[TASK GOAL]: Pull every line that holds the word "foliage" from the entries.

Region pointing data
[Start of section]

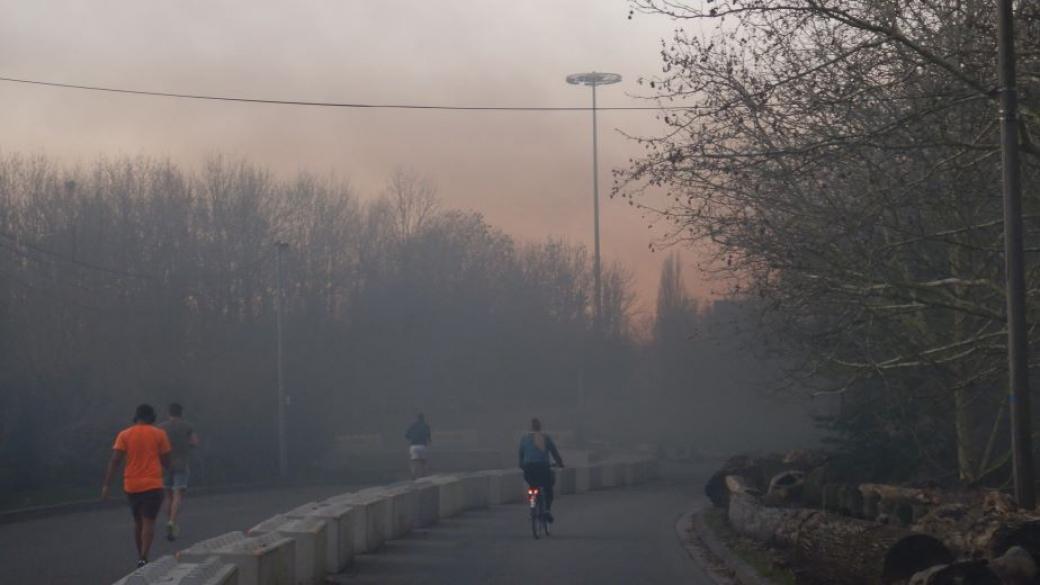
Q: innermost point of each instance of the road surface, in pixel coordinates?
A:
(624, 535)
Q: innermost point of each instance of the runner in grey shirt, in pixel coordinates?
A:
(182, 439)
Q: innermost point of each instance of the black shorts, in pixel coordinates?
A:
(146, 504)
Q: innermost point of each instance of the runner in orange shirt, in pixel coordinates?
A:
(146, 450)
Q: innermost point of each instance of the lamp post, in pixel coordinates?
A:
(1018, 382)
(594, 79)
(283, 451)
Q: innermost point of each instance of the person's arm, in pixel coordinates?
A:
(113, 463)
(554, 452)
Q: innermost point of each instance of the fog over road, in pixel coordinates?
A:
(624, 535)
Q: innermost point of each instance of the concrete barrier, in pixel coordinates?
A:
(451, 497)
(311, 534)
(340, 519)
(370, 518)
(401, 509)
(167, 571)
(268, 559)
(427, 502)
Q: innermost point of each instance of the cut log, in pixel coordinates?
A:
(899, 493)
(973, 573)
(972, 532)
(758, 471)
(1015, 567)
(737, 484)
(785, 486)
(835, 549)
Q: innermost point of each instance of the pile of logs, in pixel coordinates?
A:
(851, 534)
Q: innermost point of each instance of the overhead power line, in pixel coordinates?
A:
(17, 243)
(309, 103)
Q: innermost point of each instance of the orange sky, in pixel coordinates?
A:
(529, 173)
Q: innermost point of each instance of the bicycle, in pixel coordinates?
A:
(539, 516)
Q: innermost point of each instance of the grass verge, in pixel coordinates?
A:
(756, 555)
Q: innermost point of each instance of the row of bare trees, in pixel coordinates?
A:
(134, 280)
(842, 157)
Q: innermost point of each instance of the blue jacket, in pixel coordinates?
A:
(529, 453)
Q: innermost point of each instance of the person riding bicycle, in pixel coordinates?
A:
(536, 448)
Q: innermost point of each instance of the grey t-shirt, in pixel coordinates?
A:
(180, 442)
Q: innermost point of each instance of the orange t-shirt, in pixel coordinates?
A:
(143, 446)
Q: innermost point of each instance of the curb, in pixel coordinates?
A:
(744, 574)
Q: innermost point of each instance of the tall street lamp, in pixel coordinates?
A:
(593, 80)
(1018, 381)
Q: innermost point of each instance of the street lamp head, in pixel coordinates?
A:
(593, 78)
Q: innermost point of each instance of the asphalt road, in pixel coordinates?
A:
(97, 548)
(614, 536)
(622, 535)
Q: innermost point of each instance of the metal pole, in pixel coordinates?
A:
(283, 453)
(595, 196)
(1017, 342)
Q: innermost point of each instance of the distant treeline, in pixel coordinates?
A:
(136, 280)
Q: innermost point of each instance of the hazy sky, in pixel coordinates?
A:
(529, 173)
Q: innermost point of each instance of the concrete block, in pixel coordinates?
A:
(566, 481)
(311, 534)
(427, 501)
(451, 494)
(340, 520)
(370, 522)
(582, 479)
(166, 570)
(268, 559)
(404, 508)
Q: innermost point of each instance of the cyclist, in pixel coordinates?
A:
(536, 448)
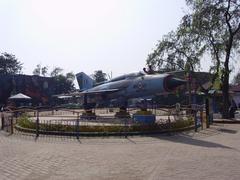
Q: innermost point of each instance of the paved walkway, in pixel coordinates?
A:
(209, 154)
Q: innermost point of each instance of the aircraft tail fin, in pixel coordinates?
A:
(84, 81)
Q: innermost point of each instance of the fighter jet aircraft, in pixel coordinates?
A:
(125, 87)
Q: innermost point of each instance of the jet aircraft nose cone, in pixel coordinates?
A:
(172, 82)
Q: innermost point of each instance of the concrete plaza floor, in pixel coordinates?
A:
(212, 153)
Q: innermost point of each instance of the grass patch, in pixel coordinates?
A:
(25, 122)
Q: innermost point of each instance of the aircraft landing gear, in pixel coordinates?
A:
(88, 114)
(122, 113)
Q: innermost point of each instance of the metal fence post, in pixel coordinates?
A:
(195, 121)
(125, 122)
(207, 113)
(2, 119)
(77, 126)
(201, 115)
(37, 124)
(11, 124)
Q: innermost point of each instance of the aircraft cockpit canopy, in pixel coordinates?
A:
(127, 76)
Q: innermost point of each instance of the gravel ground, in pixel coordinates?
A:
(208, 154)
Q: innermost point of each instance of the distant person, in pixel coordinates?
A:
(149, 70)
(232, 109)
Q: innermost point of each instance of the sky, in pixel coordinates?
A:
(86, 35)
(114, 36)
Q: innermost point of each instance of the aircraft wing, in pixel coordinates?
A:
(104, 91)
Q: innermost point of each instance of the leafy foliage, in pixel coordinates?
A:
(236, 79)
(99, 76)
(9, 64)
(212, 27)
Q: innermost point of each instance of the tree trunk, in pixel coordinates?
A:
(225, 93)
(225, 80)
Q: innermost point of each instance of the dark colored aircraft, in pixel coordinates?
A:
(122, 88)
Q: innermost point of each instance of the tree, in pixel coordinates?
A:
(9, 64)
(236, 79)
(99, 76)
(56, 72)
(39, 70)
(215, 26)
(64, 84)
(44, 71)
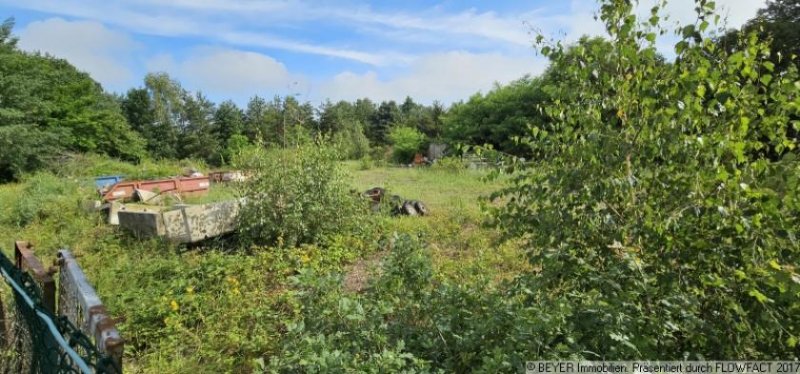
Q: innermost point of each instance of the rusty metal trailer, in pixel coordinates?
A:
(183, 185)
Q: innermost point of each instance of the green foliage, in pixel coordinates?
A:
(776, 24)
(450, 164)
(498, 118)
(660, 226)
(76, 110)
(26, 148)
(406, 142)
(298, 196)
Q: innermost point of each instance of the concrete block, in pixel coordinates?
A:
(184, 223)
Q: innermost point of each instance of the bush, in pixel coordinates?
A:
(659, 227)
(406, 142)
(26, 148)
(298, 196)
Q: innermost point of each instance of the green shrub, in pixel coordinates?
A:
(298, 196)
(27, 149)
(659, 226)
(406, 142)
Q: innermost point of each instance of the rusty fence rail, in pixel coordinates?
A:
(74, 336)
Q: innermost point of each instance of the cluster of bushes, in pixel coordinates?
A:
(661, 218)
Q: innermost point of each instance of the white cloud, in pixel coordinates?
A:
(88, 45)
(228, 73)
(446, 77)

[End of section]

[TASK OUTPUT]:
Q: innermost point of each instance of the leafy foliage, in pixel coordinates?
Q: innermost point of each instance of the green foliage, in pixel coordinates?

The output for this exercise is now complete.